EXERCISE PROMPT:
Render the data from its first line through the line containing "<point>246,92</point>" as a JSON list of strings, with one string per line and blank lines omitted.

-- Begin --

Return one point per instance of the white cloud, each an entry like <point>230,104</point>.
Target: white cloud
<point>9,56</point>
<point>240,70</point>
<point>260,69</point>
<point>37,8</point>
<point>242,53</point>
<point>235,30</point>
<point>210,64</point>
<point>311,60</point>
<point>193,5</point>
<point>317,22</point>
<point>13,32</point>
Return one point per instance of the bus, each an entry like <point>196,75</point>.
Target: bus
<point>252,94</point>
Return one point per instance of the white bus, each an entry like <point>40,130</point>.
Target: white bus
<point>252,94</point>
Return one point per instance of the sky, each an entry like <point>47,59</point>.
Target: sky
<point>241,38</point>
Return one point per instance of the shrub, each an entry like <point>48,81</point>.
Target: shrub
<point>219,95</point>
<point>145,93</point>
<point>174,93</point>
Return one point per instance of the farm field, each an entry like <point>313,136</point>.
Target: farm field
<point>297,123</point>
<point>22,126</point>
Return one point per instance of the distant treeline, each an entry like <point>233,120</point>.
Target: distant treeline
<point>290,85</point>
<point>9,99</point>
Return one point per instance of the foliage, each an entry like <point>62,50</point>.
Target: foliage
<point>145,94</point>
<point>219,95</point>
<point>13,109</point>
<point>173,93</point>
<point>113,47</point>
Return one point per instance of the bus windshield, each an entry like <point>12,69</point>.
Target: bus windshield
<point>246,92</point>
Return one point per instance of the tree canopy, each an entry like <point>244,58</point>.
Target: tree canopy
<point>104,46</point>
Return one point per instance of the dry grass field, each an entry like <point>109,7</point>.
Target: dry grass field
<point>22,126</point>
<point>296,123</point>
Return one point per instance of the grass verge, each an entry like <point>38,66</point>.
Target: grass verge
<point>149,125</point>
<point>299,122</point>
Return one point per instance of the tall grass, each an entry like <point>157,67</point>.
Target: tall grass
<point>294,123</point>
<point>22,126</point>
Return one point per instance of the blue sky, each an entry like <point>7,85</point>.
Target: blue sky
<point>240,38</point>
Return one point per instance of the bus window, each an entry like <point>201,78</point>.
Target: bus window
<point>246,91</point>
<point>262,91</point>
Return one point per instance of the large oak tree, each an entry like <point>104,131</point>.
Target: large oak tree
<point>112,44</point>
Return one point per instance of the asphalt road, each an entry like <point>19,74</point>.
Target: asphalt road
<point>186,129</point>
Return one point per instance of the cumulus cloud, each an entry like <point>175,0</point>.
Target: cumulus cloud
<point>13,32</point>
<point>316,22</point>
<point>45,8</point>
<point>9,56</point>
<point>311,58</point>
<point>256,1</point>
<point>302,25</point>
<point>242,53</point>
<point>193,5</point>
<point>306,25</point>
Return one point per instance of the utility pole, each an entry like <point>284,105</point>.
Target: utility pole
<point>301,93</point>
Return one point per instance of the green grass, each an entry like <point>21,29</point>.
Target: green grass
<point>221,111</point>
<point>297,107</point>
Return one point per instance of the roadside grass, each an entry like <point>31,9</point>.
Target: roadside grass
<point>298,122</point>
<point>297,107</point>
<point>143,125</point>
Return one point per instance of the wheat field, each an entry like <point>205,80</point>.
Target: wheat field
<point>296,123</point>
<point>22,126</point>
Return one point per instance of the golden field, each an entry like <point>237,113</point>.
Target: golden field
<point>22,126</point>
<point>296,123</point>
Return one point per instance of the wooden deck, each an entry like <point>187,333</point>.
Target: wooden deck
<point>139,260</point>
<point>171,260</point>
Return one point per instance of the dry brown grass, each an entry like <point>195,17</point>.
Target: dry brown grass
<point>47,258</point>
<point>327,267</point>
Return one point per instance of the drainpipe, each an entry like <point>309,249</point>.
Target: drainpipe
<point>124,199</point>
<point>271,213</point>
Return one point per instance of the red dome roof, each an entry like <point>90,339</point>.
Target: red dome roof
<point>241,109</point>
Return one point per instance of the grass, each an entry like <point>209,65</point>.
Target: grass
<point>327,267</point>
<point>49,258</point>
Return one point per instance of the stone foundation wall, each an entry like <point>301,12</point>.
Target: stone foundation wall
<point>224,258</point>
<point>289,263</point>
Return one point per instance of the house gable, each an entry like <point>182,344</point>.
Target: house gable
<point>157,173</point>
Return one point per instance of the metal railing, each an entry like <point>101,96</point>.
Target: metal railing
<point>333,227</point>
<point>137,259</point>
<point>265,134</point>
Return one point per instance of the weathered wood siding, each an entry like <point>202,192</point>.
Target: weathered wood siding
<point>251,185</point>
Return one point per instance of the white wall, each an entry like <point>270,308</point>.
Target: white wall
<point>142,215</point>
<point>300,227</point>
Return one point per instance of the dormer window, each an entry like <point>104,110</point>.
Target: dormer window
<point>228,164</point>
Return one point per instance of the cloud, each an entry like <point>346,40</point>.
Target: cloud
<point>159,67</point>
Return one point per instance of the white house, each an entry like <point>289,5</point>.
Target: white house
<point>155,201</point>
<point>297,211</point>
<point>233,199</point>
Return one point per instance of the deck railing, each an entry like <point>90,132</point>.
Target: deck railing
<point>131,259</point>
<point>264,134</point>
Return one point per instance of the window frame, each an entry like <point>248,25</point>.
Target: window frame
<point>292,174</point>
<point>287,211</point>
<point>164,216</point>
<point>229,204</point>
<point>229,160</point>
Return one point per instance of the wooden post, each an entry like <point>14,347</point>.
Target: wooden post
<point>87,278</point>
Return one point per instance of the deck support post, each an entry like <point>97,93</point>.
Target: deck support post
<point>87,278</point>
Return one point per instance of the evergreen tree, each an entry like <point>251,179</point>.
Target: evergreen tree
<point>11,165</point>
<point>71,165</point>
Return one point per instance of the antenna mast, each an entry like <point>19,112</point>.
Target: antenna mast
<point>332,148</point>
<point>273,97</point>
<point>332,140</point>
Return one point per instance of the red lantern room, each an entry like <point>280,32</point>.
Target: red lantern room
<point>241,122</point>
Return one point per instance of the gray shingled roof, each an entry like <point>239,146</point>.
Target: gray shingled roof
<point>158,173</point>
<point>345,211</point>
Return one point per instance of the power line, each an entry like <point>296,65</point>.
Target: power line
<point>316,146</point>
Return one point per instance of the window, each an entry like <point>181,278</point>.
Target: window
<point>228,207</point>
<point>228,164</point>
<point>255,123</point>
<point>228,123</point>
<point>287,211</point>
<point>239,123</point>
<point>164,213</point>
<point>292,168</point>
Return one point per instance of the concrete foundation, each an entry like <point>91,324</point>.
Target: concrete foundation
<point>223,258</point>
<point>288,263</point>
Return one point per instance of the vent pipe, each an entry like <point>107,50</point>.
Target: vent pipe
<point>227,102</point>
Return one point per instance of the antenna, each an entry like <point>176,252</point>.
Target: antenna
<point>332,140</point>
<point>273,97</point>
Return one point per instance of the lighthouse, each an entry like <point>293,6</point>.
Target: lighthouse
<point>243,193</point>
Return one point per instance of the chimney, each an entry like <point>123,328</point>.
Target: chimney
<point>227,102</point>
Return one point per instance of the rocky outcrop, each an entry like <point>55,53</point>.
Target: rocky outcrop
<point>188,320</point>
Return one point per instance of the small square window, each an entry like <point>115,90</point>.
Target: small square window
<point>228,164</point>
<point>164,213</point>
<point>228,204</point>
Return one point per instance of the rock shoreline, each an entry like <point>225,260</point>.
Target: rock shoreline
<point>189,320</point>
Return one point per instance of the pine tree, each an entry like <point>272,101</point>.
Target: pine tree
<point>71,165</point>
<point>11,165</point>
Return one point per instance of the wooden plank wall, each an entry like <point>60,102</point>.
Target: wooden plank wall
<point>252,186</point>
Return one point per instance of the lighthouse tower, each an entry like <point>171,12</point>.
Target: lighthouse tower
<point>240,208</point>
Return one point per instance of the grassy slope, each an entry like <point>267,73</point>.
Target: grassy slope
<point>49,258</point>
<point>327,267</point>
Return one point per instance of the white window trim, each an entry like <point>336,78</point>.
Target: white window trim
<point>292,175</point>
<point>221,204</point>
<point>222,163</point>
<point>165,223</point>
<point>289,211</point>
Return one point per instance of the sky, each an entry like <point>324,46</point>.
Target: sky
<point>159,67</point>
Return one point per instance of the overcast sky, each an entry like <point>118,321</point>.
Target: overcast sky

-- End --

EXERCISE SOLUTION:
[
  "Return one point per instance of the white cloud, each an entry like <point>230,104</point>.",
  "Target: white cloud",
  "<point>9,56</point>",
  "<point>240,70</point>",
  "<point>260,69</point>",
  "<point>37,8</point>",
  "<point>242,53</point>",
  "<point>235,30</point>",
  "<point>210,64</point>",
  "<point>311,60</point>",
  "<point>193,5</point>",
  "<point>317,22</point>",
  "<point>13,32</point>",
  "Return one point per instance of the bus, each an entry like <point>196,75</point>.",
  "Target: bus",
  "<point>252,94</point>",
  "Return one point per instance of the white bus, each an entry like <point>40,130</point>.",
  "Target: white bus",
  "<point>252,94</point>",
  "Return one point per instance of the sky, each an entry like <point>47,59</point>.",
  "Target: sky",
  "<point>241,38</point>",
  "Return one point per instance of the shrub, each an entry like <point>48,81</point>.",
  "Target: shrub",
  "<point>219,95</point>",
  "<point>145,93</point>",
  "<point>174,93</point>",
  "Return one point per instance of the farm field, each an entry like <point>313,136</point>.",
  "Target: farm field",
  "<point>297,123</point>",
  "<point>22,126</point>",
  "Return one point per instance of the distant treeline, each an entry like <point>233,120</point>.",
  "Target: distant treeline",
  "<point>290,85</point>",
  "<point>9,99</point>",
  "Return one point per instance of the foliage, each an entry like <point>62,50</point>.",
  "Target: foliage",
  "<point>145,94</point>",
  "<point>219,95</point>",
  "<point>13,109</point>",
  "<point>173,93</point>",
  "<point>113,47</point>",
  "Return one point per instance of the bus windshield, each an entry like <point>12,69</point>.",
  "Target: bus windshield",
  "<point>246,92</point>"
]